### Document section
☆ ☆ ☆ ☆

Regeneration and Cleaning Procedure
Contamination of the column by impurities from the sample or mobile phase can cause changes in peak shape, peak splitting, shifts in retention or high backpressure. In some cases, these contaminants may be removed using a standard rinsing procedure employing different solvents, as shown in the following regeneration schemes.
Regeneration scheme for reversed-phase columns:
- 20 column volumes of water/acetonitrile (95:5 v/v) or 20 column volumes of acetonitrile
- 5 column volumes of 2-propanol
- 20 column volumes of n-heptane or n-hexane 5 column volumes of 2-propanol
- 20 column volumes of acetonitrile
- Re-equilibrate column with desired mobile phase
Regeneration scheme for normal-phase columns:
- 20 column volumes of n-heptane, 5 column volumes of 2-propanol, 20 column volumes of acetonitrile, 20 column volumes of water
- 20 column volumes of acetonitrile, 5 column volumes of 2-propanol, 20 column volumes of n-heptane
If an analytical HPLC column has dried out during storage, regeneration may be achieved via rinsing the column with about 10 column volumes of the storage solvent at a flow rate of 0.1 to 0.2 mL/min. Reflushing of the column in opposite flow direction is furthermore permitted but should be carried out carefully at low flow rates.

☆ ☆ ☆ ☆

### Supplied records
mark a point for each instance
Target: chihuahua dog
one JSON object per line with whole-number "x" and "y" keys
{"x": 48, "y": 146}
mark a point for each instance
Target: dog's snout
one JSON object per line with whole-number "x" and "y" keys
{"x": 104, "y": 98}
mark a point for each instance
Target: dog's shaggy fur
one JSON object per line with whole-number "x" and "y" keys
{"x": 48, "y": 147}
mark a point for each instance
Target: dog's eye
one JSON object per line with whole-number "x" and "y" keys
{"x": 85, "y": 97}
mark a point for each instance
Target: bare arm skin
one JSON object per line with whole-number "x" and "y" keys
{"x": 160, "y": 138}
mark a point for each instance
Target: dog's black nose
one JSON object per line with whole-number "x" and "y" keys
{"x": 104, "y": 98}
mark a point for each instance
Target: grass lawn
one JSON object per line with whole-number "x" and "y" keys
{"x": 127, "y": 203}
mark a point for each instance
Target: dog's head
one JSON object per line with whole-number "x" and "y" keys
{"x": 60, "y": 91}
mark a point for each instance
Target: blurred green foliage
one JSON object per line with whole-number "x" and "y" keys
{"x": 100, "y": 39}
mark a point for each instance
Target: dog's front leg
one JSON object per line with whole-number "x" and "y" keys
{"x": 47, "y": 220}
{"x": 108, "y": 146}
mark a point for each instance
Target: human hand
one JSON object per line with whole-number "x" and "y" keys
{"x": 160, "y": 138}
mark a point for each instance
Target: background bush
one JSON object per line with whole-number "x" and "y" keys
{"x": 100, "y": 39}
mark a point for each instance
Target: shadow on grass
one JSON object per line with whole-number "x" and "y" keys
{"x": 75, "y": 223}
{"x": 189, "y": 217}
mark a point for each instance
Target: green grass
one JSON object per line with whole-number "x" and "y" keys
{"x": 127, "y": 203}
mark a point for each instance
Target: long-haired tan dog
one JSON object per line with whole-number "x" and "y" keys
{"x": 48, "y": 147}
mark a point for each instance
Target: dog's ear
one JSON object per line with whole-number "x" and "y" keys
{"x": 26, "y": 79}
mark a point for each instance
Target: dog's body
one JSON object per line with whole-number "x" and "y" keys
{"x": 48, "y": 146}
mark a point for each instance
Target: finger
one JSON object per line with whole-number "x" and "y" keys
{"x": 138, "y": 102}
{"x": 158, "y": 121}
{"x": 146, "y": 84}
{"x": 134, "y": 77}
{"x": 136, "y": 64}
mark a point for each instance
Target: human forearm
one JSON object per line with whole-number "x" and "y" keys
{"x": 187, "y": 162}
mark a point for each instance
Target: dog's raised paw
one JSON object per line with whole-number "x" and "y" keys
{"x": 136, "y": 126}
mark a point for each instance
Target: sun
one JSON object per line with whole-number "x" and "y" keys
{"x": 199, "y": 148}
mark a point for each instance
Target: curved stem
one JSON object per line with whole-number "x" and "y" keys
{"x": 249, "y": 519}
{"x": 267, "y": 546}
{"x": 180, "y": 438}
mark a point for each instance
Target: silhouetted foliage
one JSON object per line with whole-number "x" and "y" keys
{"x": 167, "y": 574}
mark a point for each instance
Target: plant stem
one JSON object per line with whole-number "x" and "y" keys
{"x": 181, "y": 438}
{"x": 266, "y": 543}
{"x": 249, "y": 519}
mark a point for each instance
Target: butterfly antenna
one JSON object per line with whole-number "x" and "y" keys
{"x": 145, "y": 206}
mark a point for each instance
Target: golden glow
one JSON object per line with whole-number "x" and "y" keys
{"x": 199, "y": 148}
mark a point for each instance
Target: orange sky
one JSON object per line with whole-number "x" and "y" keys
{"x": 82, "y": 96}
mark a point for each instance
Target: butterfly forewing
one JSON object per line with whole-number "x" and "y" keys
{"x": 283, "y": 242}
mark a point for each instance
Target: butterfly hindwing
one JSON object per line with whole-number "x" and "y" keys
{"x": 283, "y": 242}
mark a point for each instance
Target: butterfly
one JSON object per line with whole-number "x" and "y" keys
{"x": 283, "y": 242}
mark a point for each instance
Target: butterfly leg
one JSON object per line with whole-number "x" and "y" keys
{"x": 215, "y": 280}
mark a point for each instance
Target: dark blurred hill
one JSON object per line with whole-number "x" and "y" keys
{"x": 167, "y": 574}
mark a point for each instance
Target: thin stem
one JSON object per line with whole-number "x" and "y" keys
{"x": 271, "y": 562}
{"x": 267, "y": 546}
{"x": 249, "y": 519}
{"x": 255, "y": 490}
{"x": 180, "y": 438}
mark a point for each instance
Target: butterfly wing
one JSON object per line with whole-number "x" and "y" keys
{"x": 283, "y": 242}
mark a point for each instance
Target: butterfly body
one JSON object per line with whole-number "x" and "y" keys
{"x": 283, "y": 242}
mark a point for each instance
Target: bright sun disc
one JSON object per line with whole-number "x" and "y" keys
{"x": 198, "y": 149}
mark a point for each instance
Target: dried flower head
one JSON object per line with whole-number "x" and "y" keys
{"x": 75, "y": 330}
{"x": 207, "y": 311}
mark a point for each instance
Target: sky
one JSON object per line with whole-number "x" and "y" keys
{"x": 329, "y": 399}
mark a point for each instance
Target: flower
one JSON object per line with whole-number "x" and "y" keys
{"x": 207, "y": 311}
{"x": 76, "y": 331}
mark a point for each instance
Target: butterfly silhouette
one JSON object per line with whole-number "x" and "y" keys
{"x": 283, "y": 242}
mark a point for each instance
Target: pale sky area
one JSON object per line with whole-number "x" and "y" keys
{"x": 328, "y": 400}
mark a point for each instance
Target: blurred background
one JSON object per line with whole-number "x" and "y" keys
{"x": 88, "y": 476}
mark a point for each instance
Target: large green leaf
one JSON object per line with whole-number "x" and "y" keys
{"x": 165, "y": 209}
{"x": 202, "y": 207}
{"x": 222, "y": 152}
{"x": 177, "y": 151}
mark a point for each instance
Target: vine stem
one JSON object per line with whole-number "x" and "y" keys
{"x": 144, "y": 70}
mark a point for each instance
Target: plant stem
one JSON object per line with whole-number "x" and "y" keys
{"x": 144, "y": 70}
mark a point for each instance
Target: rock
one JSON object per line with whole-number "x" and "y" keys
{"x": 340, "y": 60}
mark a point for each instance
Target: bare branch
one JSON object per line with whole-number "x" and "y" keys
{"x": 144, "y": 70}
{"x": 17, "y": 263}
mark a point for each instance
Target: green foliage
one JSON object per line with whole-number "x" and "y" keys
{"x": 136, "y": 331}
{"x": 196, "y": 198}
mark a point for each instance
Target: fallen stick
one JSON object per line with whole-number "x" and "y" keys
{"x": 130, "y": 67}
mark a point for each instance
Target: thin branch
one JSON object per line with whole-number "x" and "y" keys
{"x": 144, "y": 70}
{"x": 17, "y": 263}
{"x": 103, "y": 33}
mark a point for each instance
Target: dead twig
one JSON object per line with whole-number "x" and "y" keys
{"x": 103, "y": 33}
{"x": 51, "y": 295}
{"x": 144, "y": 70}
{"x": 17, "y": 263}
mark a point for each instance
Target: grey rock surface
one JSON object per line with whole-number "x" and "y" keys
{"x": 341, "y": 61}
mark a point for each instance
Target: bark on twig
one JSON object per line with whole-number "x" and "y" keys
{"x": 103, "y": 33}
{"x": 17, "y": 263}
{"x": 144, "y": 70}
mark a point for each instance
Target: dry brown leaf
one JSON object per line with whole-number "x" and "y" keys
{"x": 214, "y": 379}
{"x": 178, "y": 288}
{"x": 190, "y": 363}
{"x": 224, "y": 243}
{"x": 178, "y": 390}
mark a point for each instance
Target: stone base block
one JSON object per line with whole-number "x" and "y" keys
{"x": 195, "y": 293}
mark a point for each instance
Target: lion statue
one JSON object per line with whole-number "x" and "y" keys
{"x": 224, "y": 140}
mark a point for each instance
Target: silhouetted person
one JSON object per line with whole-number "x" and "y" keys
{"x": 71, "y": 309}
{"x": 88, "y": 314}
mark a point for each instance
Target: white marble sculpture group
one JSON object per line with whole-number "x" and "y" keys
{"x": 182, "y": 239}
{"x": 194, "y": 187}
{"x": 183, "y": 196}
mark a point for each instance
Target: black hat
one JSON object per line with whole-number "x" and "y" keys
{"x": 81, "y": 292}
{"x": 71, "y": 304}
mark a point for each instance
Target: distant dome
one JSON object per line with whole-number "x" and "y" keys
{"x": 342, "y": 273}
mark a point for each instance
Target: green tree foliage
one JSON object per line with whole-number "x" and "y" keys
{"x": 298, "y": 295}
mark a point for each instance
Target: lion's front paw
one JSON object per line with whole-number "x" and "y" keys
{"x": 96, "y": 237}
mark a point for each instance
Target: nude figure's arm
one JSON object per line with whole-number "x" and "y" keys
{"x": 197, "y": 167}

☆ ☆ ☆ ☆

### Your task
Answer these questions from the regeneration procedure.
(a) What effects of column contamination does it list?
(b) What is the last step of the regeneration scheme for reversed-phase columns?
(c) For an analytical HPLC column that dried out during storage, how much storage solvent is used for rinsing, and at what flow rate?
The records play no part in what you are asked to do here.

### Completed task
(a) Changes in peak shape, peak splitting, shifts in retention and high backpressure.
(b) Re-equilibrating the column with the desired mobile phase.
(c) About 10 column volumes, at a flow rate of 0.1 to 0.2 mL/min.